The news excerpt below concerns partisanship in the U.S. Senate. Name each of the monumental bills that it says passed over the past two years.

- _DOCUMENT SEGMENT_:

━━━━━━━━

Departing senators say legislative history is replete  with more intense periods of anger and violence.
/ Source: NBC News

The U.S. Senate’s polarizing debate and passage of three monumental bills over the past two years have led most Americans to believe that Republicans and Democrats simply cannot — or will not — work together. The economic stimulus, health care, and financial reform bills — trillions of dollars worth of legislation that touched every citizen — were all essentially party-line votes.

An examination of senators’ voting practices last year inspired this headline from a Congressional Quarterly analysis: "2009 Was The Most Partisan Year Ever."

But ask the men and women who have actually served in the chamber, and you’ll hear a less rancorous tune.

Almost all of the senators who are retiring or were defeated in their primary elections this year say that it’s hardly the most partisan of times. One goes so far as to call such a notion “absurd.” History is replete, they say, with more intense periods of animosity, more anger, and violence.

━━━━━━━━

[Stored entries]

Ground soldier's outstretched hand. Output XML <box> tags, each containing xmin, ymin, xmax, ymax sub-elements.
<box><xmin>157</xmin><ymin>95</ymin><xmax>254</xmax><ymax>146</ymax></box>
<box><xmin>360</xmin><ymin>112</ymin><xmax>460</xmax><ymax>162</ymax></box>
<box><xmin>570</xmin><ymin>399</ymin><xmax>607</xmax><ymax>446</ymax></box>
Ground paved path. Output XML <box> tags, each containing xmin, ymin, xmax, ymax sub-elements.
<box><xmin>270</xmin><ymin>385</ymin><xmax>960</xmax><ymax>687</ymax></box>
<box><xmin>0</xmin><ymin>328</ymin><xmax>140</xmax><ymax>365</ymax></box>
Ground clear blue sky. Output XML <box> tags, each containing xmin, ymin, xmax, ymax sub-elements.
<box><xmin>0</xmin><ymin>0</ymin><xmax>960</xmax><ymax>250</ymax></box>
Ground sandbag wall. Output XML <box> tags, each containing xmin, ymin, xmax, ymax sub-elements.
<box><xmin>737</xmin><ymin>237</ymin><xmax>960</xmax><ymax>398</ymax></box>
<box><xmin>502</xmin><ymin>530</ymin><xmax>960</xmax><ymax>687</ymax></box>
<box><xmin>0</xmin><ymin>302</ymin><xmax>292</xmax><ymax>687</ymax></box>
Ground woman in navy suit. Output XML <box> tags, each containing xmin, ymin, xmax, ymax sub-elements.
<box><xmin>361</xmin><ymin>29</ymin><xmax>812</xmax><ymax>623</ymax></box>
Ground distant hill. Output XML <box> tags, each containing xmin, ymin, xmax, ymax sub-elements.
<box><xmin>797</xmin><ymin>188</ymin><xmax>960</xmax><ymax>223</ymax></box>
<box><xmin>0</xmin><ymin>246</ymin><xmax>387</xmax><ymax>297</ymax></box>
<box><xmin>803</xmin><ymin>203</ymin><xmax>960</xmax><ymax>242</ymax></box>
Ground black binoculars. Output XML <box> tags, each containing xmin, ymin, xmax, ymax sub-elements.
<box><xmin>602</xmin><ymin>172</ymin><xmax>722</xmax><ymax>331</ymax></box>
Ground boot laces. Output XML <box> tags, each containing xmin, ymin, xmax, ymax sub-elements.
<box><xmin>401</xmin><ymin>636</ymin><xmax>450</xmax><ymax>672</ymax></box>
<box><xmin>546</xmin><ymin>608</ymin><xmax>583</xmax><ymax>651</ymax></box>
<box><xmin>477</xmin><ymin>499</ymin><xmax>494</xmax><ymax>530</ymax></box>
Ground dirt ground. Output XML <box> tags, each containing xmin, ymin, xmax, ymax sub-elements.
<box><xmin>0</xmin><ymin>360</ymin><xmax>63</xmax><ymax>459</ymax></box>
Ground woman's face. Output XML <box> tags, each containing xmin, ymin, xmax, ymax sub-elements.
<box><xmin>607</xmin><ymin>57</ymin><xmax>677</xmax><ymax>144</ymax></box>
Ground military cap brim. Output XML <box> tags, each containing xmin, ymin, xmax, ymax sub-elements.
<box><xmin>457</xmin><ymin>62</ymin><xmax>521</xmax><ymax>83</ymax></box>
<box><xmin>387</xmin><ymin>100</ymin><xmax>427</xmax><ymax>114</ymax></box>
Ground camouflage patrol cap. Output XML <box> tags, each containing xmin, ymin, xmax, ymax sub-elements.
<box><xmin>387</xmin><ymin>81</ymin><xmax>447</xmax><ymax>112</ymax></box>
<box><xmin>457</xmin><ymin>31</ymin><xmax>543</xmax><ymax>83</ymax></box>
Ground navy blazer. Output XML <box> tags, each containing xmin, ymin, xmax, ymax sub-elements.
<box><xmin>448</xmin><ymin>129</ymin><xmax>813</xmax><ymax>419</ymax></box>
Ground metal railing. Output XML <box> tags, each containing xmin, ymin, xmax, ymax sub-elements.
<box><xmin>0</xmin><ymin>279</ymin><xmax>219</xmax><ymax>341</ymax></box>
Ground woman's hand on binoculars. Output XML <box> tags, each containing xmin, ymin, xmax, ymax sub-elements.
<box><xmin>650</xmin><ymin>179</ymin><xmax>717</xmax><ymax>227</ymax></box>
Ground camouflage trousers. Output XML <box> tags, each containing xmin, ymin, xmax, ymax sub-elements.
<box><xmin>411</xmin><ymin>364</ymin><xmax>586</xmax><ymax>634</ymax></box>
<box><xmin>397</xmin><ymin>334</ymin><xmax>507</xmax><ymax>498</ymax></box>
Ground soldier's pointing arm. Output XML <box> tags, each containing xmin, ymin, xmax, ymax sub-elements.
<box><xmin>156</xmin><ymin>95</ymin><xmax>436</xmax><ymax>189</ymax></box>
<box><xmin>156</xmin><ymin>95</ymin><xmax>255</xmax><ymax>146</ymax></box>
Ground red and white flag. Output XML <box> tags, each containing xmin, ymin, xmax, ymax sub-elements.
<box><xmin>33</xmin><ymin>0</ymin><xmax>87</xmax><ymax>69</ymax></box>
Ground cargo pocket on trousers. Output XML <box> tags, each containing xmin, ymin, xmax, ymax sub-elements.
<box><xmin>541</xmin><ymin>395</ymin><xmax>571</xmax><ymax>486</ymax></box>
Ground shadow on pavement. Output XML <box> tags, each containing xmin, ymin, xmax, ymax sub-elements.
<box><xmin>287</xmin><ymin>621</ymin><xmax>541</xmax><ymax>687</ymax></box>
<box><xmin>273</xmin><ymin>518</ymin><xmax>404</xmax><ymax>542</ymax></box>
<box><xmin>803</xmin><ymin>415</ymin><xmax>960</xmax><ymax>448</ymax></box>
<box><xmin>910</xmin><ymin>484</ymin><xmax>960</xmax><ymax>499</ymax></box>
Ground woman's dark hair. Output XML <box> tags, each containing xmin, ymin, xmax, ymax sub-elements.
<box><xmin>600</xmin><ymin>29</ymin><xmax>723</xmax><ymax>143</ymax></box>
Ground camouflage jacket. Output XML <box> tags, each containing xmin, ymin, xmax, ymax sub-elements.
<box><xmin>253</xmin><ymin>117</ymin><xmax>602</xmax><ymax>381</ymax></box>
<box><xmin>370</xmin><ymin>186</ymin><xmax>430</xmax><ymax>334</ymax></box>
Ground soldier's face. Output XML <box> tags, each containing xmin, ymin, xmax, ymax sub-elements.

━━━━━━━━

- _FULL RESPONSE_:
- The economic stimulus bill
- The health care bill
- The financial reform bill